- **To do**
Reproduce the data in its entirety, exactly as written.
· · · · ·
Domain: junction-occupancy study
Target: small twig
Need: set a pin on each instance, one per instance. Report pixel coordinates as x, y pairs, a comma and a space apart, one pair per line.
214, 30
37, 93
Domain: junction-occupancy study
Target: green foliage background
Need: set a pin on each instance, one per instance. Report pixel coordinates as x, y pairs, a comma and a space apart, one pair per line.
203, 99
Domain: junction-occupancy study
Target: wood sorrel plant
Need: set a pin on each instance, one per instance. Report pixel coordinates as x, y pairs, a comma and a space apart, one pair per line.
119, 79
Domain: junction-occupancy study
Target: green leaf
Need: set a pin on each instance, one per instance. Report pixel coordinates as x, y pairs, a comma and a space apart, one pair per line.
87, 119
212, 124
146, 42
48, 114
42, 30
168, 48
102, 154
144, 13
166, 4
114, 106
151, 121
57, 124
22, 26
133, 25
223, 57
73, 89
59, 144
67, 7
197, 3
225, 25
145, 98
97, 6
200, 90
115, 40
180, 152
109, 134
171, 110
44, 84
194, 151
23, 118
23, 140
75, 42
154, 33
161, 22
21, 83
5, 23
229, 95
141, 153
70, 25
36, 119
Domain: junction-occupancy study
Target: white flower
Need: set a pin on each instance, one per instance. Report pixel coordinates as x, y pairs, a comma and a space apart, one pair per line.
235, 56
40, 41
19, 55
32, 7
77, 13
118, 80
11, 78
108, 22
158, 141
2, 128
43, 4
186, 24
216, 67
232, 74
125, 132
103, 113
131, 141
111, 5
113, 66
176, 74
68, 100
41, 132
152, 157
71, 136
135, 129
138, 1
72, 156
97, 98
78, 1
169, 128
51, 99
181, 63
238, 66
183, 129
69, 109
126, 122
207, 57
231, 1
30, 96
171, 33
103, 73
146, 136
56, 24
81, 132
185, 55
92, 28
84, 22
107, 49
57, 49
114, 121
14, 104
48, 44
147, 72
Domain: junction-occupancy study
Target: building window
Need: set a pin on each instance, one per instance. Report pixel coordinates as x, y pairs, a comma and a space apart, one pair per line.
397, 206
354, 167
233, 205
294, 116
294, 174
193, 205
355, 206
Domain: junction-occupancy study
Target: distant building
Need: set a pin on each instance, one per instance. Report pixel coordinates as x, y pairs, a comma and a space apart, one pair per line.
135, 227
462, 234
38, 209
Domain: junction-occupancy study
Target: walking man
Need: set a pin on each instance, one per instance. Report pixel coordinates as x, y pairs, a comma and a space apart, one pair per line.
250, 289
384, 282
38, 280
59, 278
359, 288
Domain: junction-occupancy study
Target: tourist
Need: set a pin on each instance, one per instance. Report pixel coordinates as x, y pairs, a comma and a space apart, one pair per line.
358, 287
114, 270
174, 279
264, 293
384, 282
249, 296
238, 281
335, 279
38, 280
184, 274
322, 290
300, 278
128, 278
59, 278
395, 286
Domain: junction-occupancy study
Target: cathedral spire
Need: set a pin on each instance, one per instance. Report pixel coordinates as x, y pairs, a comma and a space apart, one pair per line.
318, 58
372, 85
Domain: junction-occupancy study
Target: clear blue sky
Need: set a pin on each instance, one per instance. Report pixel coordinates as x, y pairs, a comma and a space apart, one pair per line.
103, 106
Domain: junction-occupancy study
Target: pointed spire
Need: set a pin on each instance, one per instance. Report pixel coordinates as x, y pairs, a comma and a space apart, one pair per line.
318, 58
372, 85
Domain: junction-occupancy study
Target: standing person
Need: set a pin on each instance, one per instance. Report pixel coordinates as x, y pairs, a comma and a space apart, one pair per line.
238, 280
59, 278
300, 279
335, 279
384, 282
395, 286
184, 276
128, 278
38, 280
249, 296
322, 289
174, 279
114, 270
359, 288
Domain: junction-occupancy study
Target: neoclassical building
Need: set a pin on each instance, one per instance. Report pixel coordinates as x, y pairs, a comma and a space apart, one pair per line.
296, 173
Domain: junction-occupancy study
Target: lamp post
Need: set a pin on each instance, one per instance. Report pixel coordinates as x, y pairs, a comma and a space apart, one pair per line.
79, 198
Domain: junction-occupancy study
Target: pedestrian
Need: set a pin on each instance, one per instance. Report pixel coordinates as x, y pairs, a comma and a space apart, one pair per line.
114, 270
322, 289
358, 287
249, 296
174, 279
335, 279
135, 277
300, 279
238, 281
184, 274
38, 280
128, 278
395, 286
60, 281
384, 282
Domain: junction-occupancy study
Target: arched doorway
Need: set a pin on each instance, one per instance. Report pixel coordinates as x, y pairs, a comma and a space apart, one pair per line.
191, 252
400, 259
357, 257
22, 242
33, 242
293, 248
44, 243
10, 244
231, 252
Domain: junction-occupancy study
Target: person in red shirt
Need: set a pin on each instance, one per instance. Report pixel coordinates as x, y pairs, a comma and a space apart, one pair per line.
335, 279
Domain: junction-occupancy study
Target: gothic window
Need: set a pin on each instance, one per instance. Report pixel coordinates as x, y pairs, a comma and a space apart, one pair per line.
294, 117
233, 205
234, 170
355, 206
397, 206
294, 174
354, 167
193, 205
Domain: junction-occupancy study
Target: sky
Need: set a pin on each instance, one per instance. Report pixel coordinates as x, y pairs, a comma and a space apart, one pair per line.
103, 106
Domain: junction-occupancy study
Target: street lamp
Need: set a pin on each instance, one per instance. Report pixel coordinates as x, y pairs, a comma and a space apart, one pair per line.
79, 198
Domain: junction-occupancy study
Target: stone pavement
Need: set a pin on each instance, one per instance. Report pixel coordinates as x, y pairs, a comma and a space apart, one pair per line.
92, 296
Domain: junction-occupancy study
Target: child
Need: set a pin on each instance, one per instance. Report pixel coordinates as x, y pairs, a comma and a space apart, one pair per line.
· · · · ·
- **Exercise answer**
Domain: junction-occupancy study
Target: small twig
Need: set a pin on each instance, one per instance. Report pixel coordinates as x, y pairs, a comma and a space apart, one pair per line.
214, 30
37, 93
Domain: junction-occupancy study
Target: green foliage background
Need: set a pin on each instance, one per instance. Report pixel coordinates as x, y pairs, a comma and a space apart, one pair per line.
203, 99
Domain: junction-occupancy study
Target: wood sorrel plant
Need: set a pin on each instance, one per instance. Report pixel coordinates as x, y pairs, a comma and a space apart, one pair per line.
119, 79
Domain: junction-occupancy study
Target: green leaf
Need: set a pin on each instance, one per instance. Report pixel coordinates as x, y pairs, a comma and a space apart, one pair per line.
87, 119
212, 124
146, 42
48, 114
42, 30
168, 48
102, 154
144, 13
166, 4
114, 106
151, 121
57, 124
22, 26
133, 25
223, 57
73, 89
59, 144
67, 7
197, 3
225, 25
145, 98
97, 6
200, 90
115, 40
180, 152
109, 134
171, 110
44, 84
194, 151
23, 118
23, 140
75, 42
154, 33
161, 22
21, 83
5, 23
229, 95
141, 153
70, 25
36, 119
Domain: junction-occupancy study
Target: white flower
Need: set a pin on each instance, one per instance. Report pixel coordinates as x, y pairs, a comma and a space apart, one pair per line.
235, 56
40, 41
19, 55
32, 7
77, 13
118, 80
11, 78
108, 22
158, 141
2, 128
43, 4
186, 24
216, 67
232, 74
125, 132
103, 113
131, 141
111, 5
113, 66
176, 74
68, 100
41, 132
152, 157
71, 136
135, 129
138, 1
72, 156
97, 98
78, 1
169, 128
51, 99
181, 63
238, 66
183, 129
69, 109
126, 122
207, 57
231, 1
30, 96
171, 33
103, 73
146, 136
56, 24
81, 132
185, 55
92, 28
84, 22
107, 49
57, 49
114, 121
14, 104
48, 44
147, 72
Domain: junction-occupancy study
Target: building window
Need: set a pin on each instance, one per instance. Report pixel coordinates as x, y pairs, a comma and a space apart, one pair per line.
397, 206
354, 167
233, 205
294, 116
294, 174
193, 205
355, 206
Domain: junction-occupancy study
Target: distant building
Need: set a pin on each instance, one per instance. Report pixel coordinates as x, y pairs, a comma and a space apart, one pair per line.
135, 227
462, 234
38, 209
Domain: junction-occupancy study
Target: walking man
Need: set a pin on each instance, one per instance. Report pixel coordinates as x, y pairs, a comma and a space apart, one pair per line.
250, 289
384, 282
38, 280
59, 278
359, 288
Domain: junction-occupancy study
Target: tourist
Need: set a pin on each instance, one per instance. Report pixel coordinates as x, y pairs, a comma and a space apart, one pair per line.
358, 287
114, 270
174, 279
264, 293
384, 282
249, 296
238, 281
335, 279
38, 280
184, 274
322, 290
300, 278
128, 278
59, 278
395, 286
Domain: junction-occupancy study
Target: cathedral spire
Need: set a pin on each instance, one per instance. Report pixel coordinates as x, y pairs, a comma and a space apart, one pair per line.
318, 58
372, 85
Domain: junction-occupancy study
Target: clear blue sky
Need: set a pin on each instance, one per instance. Report pixel coordinates as x, y pairs, a comma and a space apart, one pair per line.
103, 106
Domain: junction-occupancy study
Target: pointed spire
Need: set a pin on each instance, one per instance. Report pixel coordinates as x, y pairs, a comma and a space apart, one pair per line.
318, 58
372, 85
Domain: junction-occupancy study
Target: standing person
Need: set a pin on each instance, one per instance. Report pixel coordinates as x, y pairs, a comma and a space apart, one pair per line.
238, 280
59, 278
300, 279
335, 279
384, 282
395, 286
184, 276
128, 278
38, 280
249, 296
322, 289
174, 279
114, 270
359, 288
Domain: junction-occupancy study
Target: neoclassical building
Need: set a pin on each instance, one per instance. Report pixel coordinates as x, y pairs, a comma and a space apart, one pair per line.
296, 173
Domain: junction-occupancy study
Target: lamp post
Need: set a pin on each instance, one per instance. Report pixel coordinates as x, y pairs, a comma and a space apart, one pair per line.
79, 198
Domain: junction-occupancy study
Target: pedestrian
Need: set a pin on each instance, one per instance. Report pixel coordinates as x, y pairs, a comma and a space apart, one pair per line.
114, 270
322, 289
358, 287
249, 296
174, 279
335, 279
135, 277
300, 279
238, 281
184, 274
38, 280
128, 278
395, 286
60, 281
384, 282
Domain: junction-occupancy study
Target: arched doorway
Need: set a pin on each instance, one per instance. Report pixel coordinates as x, y pairs, a comma and a space apart, one pair per line.
191, 252
400, 259
357, 257
22, 242
33, 242
293, 248
44, 243
10, 244
231, 252
Domain: junction-occupancy study
Target: person in red shirt
Need: set a pin on each instance, one per instance. Report pixel coordinates as x, y pairs, a comma and a space apart, one pair per line.
335, 279
Domain: junction-occupancy study
Target: gothic window
Need: set a pin on each instance, one per instance. Report pixel coordinates as x, y pairs, a comma and a space apart, one pair per line.
294, 117
233, 205
234, 170
355, 206
397, 206
294, 174
354, 167
193, 205
Domain: junction-occupancy study
Target: sky
Need: set a pin on each instance, one per instance. Report pixel coordinates as x, y pairs, a comma and a space apart, one pair per line.
103, 106
Domain: junction-occupancy study
Target: street lamp
Need: set a pin on each instance, one per instance. Report pixel coordinates as x, y pairs, a comma and a space apart, one pair per line.
79, 198
Domain: junction-occupancy study
Target: stone pavement
Need: set a pin on each instance, one per instance. Report pixel coordinates as x, y pairs, a comma and a space apart, one pair per line.
92, 296
Domain: junction-occupancy study
Target: child
Need: set a pin on each instance, one per instance. Report pixel coordinates as x, y pairs, a comma and a space apart, one pair per line.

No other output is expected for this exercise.